# Brief
What follows is a listing. Return every line of it exactly.

■ ■ ■

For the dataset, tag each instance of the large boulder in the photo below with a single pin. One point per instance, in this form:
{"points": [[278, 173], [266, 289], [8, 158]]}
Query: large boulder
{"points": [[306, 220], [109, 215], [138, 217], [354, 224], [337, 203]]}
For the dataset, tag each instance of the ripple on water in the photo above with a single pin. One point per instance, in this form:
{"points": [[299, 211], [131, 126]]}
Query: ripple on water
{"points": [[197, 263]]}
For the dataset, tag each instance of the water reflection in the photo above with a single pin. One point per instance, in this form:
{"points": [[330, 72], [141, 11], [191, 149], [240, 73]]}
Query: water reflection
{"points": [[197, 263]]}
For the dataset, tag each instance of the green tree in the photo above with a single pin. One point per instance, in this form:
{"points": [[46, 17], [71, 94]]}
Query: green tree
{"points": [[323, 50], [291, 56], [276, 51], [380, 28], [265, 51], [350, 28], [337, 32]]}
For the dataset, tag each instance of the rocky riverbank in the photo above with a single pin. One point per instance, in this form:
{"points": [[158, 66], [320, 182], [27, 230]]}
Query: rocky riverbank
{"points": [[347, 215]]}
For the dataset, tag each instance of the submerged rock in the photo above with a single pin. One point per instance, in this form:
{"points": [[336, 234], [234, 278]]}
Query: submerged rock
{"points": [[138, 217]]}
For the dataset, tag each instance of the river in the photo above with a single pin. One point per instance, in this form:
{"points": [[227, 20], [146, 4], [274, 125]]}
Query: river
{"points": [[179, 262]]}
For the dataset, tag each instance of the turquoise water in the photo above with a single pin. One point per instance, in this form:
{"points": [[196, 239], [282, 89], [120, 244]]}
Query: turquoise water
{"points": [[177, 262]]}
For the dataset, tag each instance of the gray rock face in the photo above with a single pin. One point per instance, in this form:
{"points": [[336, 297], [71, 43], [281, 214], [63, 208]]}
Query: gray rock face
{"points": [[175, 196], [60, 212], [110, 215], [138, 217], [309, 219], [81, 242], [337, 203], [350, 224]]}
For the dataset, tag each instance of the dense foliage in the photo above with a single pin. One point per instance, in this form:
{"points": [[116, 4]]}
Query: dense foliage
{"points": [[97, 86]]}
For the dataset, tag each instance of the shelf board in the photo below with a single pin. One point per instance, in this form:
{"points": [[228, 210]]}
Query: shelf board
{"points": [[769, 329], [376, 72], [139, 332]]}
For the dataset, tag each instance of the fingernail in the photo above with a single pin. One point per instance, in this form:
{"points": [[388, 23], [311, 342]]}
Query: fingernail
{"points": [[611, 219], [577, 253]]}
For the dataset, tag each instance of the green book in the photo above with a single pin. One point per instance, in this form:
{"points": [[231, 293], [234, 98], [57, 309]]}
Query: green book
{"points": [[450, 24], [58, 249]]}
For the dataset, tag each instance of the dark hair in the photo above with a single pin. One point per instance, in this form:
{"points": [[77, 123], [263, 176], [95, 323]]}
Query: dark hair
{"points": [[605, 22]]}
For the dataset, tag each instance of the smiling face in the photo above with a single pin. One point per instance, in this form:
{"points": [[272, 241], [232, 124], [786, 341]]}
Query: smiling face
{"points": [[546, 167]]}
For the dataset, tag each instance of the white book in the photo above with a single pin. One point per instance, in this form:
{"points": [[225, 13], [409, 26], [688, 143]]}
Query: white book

■ ■ ■

# Solution
For the dataset, tag each instance of the large boulder in the photo below with a single pin. One point per instance, in this form:
{"points": [[278, 173], [266, 289], [8, 158]]}
Query: large boulder
{"points": [[306, 220], [109, 215], [138, 217], [354, 224], [337, 203]]}
For the dataset, tag each instance of the ripple on water in the photo above with a single pin. One point per instance, in this form:
{"points": [[299, 211], [131, 126]]}
Query: ripple on water
{"points": [[197, 263]]}
For the dataset, tag each instance of the water reflection in the photo above with a single pin. One point per instance, in this form:
{"points": [[330, 72], [141, 11], [191, 149], [240, 73]]}
Query: water reflection
{"points": [[197, 263]]}
For the dataset, tag each instance of the green tree in the photo above with a single pin. One point per instance, in this form:
{"points": [[46, 17], [71, 94]]}
Query: green tree
{"points": [[323, 50], [291, 56], [276, 51], [380, 28], [265, 51], [350, 28], [337, 32]]}
For the dataset, tag each instance of the rocky riverbank in the photo above with a single pin. One point per instance, in this form:
{"points": [[158, 66], [320, 182], [27, 230]]}
Query: rocky riverbank
{"points": [[347, 215]]}
For the dataset, tag each instance of the submerged rock in the photo above with a single pin. One point per instance, in this form:
{"points": [[336, 234], [234, 278]]}
Query: submerged rock
{"points": [[138, 217]]}
For the dataset, tag each instance of the river in the photo above with a single pin. One point per instance, in this form:
{"points": [[227, 20], [146, 4], [274, 125]]}
Query: river
{"points": [[179, 262]]}
For the dataset, tag each instance of the turquoise water in the photo above with a single pin. One point per instance, in this form:
{"points": [[196, 239], [282, 89], [120, 244]]}
Query: turquoise water
{"points": [[177, 262]]}
For the dataset, tag each instance of the gray rock face in the photo above with a single pin. One point per instance, in this form:
{"points": [[336, 297], [71, 43], [281, 214], [63, 208]]}
Query: gray rock face
{"points": [[175, 196], [60, 212], [110, 215], [138, 217], [309, 219], [81, 242], [337, 203], [350, 224]]}
For the dataset, tag each instance of the dense foliage in the photo above with a single pin. One point per instance, in this form:
{"points": [[116, 4]]}
Query: dense foliage
{"points": [[97, 86]]}
For the dataset, tag each instance of the shelf board in the photo below with a single pin. One point per instance, in this form:
{"points": [[228, 210]]}
Query: shelf board
{"points": [[769, 329], [376, 72], [139, 332]]}
For the dataset, tag each instance of the fingernail in the photo above with a single pin. One point per instance, in this form:
{"points": [[388, 23], [311, 342]]}
Query: fingernail
{"points": [[611, 219], [577, 253]]}
For the dataset, tag each instance of the green book in the photo above with a single pin. One point per instance, in this form:
{"points": [[231, 293], [234, 98], [57, 309]]}
Query: green book
{"points": [[450, 24], [58, 249]]}
For the dataset, tag each instance of the dark hair in the photo above with a single pin. One point per instance, in this form:
{"points": [[77, 123], [263, 176], [95, 323]]}
Query: dark hair
{"points": [[605, 22]]}
For the dataset, tag each instance of the smiling face in the photo above with a single pin. One point per instance, in this form:
{"points": [[272, 241], [232, 124], [786, 341]]}
Query: smiling face
{"points": [[546, 167]]}
For the dataset, tag each instance of the white book in the photo above with a single pin. One point per instance, in this form:
{"points": [[225, 13], [409, 26], [688, 143]]}
Query: white book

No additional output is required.